_REQUIRED TASK A_:
In the passage on ion capture in RF ion traps, what share of injected ions is captured when the RF voltage is sinusoidal?
# start of PROVIDED TEXT
The problem of ion capture in conventionally shaped three-dimensional RF ion traps is described in detail in the patent specification U.S. Pat. No. 6,989,534 B2 (J. Franzen and M. Schubert). Of all the ions injected through an end cap electrode into the ion trap, only around 5%, up to a maximum of 10%, are captured when the RF voltage has a sinusoidal characteristic; most of the remaining ions are lost. The solution offered in the patent specification, with an RF voltage which is very different from a sine curve, is difficult to produce and also energy-intensive. The general method of generating the RF voltage is to use an air core transformer which, in conjunction with the electrodes of the ion trap, forms a high-quality resonant circuit for the selected frequency for energy-saving, easily controllable operation without creating detrimental higher harmonic frequencies (harmonics or overtones).

If the high-quality resonant circuit RF supply is to be maintained, other principles must be found to increase the capture efficiency.
# end of PROVIDED TEXT
_REQUIRED TASK B_:
Write out the records word for word, starting at the line that contains "the white towel." and continuing through the final line of the records.
# start of DATASET CONTENT
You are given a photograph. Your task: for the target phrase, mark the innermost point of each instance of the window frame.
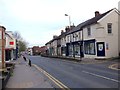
(87, 47)
(109, 28)
(89, 31)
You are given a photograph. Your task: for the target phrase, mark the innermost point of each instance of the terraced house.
(98, 37)
(2, 46)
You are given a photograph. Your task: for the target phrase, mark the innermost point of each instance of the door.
(100, 49)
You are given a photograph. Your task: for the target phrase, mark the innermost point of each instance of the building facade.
(98, 37)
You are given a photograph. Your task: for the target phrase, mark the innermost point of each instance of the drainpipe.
(3, 49)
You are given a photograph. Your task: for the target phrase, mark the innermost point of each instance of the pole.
(3, 49)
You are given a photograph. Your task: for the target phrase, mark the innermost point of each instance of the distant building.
(43, 50)
(98, 37)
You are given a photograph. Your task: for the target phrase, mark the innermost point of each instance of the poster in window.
(100, 47)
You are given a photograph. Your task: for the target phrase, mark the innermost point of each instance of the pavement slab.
(25, 76)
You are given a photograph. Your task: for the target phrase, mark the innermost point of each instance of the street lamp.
(70, 35)
(69, 20)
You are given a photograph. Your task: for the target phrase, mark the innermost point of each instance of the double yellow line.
(57, 82)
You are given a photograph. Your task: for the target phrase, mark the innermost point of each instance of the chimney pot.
(97, 13)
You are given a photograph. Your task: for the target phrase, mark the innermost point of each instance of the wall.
(111, 39)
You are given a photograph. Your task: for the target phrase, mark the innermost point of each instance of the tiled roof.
(82, 25)
(88, 22)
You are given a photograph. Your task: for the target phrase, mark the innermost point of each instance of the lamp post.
(69, 20)
(70, 35)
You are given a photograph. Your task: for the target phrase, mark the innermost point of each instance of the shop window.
(89, 48)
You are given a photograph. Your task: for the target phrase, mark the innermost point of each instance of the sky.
(38, 20)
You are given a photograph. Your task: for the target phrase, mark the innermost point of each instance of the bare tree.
(22, 44)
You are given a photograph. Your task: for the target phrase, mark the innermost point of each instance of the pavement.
(25, 76)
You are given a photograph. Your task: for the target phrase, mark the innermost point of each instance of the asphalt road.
(76, 75)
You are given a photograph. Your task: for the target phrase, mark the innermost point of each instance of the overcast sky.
(38, 20)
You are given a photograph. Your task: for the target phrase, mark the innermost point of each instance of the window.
(109, 27)
(89, 31)
(77, 49)
(89, 47)
(0, 55)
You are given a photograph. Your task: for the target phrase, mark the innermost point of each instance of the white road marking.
(101, 76)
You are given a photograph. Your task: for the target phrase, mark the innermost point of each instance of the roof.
(82, 25)
(59, 37)
(88, 22)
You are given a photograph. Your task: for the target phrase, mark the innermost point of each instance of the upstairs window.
(109, 27)
(89, 31)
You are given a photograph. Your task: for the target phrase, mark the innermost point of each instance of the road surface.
(76, 75)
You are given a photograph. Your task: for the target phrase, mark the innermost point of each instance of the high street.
(77, 75)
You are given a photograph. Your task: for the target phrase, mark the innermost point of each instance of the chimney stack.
(62, 31)
(97, 13)
(55, 36)
(67, 29)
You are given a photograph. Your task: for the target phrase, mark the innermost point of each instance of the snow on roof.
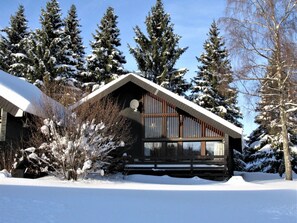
(18, 96)
(181, 102)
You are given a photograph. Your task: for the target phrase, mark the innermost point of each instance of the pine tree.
(211, 88)
(51, 45)
(106, 59)
(157, 53)
(13, 55)
(75, 46)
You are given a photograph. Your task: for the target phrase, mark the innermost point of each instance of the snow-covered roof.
(180, 102)
(18, 96)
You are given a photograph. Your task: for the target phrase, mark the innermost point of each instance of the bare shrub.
(7, 156)
(73, 144)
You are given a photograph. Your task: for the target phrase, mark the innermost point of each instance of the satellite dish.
(134, 104)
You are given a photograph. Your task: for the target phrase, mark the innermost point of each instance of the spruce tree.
(211, 87)
(106, 59)
(51, 45)
(264, 151)
(72, 32)
(156, 54)
(13, 55)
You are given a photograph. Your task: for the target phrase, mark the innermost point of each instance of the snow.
(23, 95)
(245, 198)
(123, 79)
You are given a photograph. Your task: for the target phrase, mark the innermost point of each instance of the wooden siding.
(3, 123)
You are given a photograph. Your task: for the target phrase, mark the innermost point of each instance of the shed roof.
(18, 96)
(180, 102)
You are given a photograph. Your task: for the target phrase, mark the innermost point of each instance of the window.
(191, 149)
(172, 127)
(153, 127)
(171, 151)
(152, 105)
(152, 148)
(3, 118)
(191, 128)
(169, 134)
(214, 149)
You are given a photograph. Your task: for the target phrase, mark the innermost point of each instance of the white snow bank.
(136, 199)
(23, 95)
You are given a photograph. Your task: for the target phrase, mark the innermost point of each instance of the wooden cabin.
(19, 102)
(172, 135)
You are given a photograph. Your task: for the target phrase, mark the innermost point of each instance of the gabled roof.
(18, 96)
(180, 102)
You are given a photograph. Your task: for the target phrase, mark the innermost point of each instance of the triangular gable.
(180, 102)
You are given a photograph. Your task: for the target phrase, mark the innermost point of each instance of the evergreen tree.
(72, 32)
(50, 47)
(157, 53)
(106, 59)
(211, 88)
(13, 56)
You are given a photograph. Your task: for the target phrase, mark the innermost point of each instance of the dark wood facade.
(168, 140)
(13, 130)
(171, 134)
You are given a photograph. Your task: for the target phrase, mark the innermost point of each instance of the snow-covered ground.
(247, 197)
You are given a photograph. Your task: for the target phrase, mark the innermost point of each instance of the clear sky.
(191, 19)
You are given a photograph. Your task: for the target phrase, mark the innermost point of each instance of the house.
(172, 134)
(19, 102)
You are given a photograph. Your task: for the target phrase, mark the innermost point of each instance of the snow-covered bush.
(86, 141)
(263, 153)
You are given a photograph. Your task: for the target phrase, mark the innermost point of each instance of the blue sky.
(191, 19)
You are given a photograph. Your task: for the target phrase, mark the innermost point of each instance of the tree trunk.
(288, 166)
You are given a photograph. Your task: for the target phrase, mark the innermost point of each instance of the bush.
(76, 144)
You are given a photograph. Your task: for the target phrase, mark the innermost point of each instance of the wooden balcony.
(215, 166)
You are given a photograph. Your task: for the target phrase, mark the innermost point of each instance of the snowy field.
(250, 198)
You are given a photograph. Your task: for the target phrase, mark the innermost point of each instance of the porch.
(210, 167)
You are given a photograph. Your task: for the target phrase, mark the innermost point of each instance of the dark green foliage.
(238, 159)
(268, 134)
(211, 88)
(157, 53)
(50, 46)
(106, 60)
(75, 43)
(13, 55)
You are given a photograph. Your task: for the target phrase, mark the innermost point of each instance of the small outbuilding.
(172, 134)
(19, 102)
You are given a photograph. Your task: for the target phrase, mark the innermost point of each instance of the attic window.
(3, 118)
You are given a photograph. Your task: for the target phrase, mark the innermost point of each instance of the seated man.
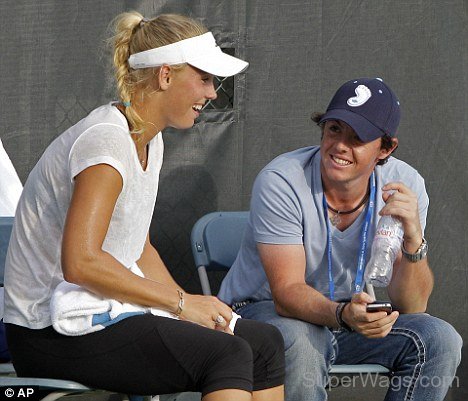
(301, 263)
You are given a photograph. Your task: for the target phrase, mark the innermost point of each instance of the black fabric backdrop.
(53, 72)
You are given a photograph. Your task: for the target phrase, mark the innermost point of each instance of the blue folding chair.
(215, 241)
(54, 389)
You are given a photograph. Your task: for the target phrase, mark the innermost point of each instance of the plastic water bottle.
(387, 243)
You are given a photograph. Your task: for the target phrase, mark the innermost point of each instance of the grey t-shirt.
(287, 208)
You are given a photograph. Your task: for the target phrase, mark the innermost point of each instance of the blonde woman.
(84, 218)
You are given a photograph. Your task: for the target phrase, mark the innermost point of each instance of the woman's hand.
(207, 311)
(369, 324)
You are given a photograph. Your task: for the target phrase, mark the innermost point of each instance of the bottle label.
(389, 232)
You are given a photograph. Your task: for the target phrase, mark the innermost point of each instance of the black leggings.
(149, 354)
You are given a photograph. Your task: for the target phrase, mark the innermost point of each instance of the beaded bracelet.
(180, 305)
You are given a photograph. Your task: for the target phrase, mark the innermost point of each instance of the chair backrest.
(216, 239)
(6, 224)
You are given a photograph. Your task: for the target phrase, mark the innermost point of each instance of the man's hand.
(402, 203)
(369, 324)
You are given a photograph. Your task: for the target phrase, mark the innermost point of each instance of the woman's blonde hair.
(133, 34)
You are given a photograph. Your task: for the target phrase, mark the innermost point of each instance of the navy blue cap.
(368, 106)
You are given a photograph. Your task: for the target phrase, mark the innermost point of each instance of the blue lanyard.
(358, 284)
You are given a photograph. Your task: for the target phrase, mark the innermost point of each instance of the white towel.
(76, 311)
(10, 185)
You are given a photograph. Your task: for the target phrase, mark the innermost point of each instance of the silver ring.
(220, 320)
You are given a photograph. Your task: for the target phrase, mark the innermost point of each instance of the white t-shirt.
(33, 268)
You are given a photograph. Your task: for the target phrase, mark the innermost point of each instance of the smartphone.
(380, 307)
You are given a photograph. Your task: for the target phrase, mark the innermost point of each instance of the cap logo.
(363, 94)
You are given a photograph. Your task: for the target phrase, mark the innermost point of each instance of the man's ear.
(384, 153)
(165, 77)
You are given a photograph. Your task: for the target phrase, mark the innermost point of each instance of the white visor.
# end of DATASET CONTENT
_EXERCISE RESULT A_:
Around 5%, up to a maximum of 10%.

_EXERCISE RESULT B_:
You are given a photograph. Your task: for the target phrase, mark the innermost point of each instance of the white towel.
(76, 311)
(10, 185)
You are given a photograph. Your task: for the target phrase, mark the innermost point of each instance of the silver ring.
(220, 320)
You are given a photograph. Your task: for the target phrase, mark the innermost point of each instance of the white t-shirt.
(33, 268)
You are given a photograph. Your task: for the target phrase, mark the innermost point of each instance of the smartphone.
(380, 307)
You are given a photograph. Your task: for the target phrase, mark the innermost point of each instance of the cap logo.
(363, 94)
You are given a photograph. Your task: for the target phrase, mark the innermost point of each instance of the man's ear.
(384, 153)
(165, 77)
You are given a photograph. Your task: for the target phrase, mark the innermost point of each instance of the white visor.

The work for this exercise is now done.